Rows from a box labeling dataset
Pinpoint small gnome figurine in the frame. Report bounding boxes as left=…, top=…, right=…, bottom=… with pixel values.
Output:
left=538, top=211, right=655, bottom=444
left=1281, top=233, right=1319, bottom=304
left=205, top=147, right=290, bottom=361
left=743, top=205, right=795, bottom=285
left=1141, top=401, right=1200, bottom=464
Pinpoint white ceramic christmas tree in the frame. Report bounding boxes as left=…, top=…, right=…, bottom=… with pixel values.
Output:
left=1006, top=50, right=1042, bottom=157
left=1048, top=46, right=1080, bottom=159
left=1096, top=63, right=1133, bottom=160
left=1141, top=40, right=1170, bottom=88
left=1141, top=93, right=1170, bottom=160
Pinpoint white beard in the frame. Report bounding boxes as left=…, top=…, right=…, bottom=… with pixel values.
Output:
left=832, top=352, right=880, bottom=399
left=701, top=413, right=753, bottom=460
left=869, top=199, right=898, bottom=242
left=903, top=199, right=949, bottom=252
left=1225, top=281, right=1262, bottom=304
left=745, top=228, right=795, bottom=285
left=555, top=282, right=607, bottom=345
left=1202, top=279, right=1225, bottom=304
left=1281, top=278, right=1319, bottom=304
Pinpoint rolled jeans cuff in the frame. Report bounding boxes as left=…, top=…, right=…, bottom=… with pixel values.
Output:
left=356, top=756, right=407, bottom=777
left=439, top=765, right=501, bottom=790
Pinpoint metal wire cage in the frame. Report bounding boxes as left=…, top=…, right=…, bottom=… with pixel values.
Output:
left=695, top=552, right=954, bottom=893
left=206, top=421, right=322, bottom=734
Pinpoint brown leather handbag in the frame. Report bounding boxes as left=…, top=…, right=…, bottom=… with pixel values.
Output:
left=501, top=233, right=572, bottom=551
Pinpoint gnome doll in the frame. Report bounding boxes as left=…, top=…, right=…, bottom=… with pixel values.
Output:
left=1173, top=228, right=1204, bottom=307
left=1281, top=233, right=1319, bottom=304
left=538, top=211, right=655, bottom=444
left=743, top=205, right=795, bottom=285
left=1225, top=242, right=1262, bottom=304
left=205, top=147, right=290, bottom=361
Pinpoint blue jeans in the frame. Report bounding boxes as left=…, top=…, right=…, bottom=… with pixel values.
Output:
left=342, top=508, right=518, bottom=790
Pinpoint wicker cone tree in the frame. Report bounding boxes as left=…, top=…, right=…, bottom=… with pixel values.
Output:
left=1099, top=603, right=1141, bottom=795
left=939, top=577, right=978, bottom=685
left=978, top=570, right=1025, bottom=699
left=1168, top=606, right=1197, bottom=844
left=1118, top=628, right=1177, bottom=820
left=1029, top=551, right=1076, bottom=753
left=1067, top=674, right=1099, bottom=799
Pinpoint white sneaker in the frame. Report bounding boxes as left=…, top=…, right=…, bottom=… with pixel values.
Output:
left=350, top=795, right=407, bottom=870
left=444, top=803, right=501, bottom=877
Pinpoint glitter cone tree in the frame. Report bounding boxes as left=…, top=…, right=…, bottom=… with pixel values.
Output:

Exercise description: Reproduce every one of the records above word for word.

Exercise response:
Pinpoint small gnome figurine in the frame. Report bounding boxes as left=…, top=…, right=…, bottom=… with pixel values.
Output:
left=538, top=211, right=655, bottom=444
left=1281, top=233, right=1319, bottom=304
left=205, top=147, right=290, bottom=361
left=743, top=205, right=795, bottom=285
left=1141, top=401, right=1200, bottom=464
Pinpoint white ceramic christmas tree in the frame. Report bounding boxes as left=…, top=…, right=…, bottom=… with pixel values.
Output:
left=1006, top=50, right=1042, bottom=157
left=1048, top=46, right=1080, bottom=159
left=1096, top=63, right=1133, bottom=160
left=1141, top=40, right=1170, bottom=88
left=1141, top=93, right=1170, bottom=160
Pinpoint white beard in the frame. Report bounding boxes as left=…, top=…, right=…, bottom=… with pixel values.
Output:
left=832, top=352, right=880, bottom=399
left=701, top=413, right=753, bottom=460
left=869, top=199, right=898, bottom=242
left=903, top=199, right=949, bottom=252
left=1225, top=281, right=1262, bottom=304
left=745, top=228, right=795, bottom=285
left=555, top=282, right=607, bottom=345
left=1202, top=279, right=1225, bottom=304
left=1281, top=278, right=1319, bottom=304
Pinpoint rolled jeans cuff in the frame. Report bounding boxes as left=…, top=…, right=…, bottom=… with pixel values.
Output:
left=356, top=756, right=407, bottom=777
left=439, top=765, right=501, bottom=790
Pinpoint metal wire cage in the frame. Report bounding boxes as left=…, top=…, right=…, bottom=… with pixel values.
Output:
left=695, top=552, right=954, bottom=893
left=206, top=421, right=322, bottom=734
Pinpoint brown leather handbag in the frame. Report bounding boxes as left=…, top=…, right=…, bottom=… with pixel values.
Output:
left=501, top=233, right=572, bottom=551
Pinpoint gnome doll in the frame. Report bounding boxes as left=…, top=…, right=…, bottom=… with pixel values.
Output:
left=1173, top=228, right=1204, bottom=307
left=1281, top=233, right=1319, bottom=304
left=538, top=211, right=655, bottom=444
left=743, top=205, right=795, bottom=285
left=1225, top=242, right=1262, bottom=304
left=205, top=147, right=290, bottom=361
Pinpoint blue jeans in the frame. Report bounding boxes as left=…, top=…, right=…, bottom=… with pixel values.
Output:
left=342, top=508, right=518, bottom=790
Pinpoint wicker cone tree in the frame. Report bounding boxes as left=…, top=…, right=…, bottom=… with pixel values.
Output:
left=1099, top=603, right=1141, bottom=795
left=939, top=577, right=978, bottom=685
left=978, top=570, right=1025, bottom=699
left=1168, top=606, right=1197, bottom=844
left=1118, top=628, right=1177, bottom=820
left=1029, top=551, right=1076, bottom=753
left=1067, top=674, right=1099, bottom=799
Pinpoint white sneaker in the frame. Report bounding boxes as left=…, top=…, right=…, bottom=… with pixel values.
Output:
left=350, top=795, right=407, bottom=870
left=444, top=803, right=501, bottom=877
Pinpoint glitter cone tree in the frame. Report bounding boxes as left=…, top=…, right=…, bottom=… with pixel values.
Output:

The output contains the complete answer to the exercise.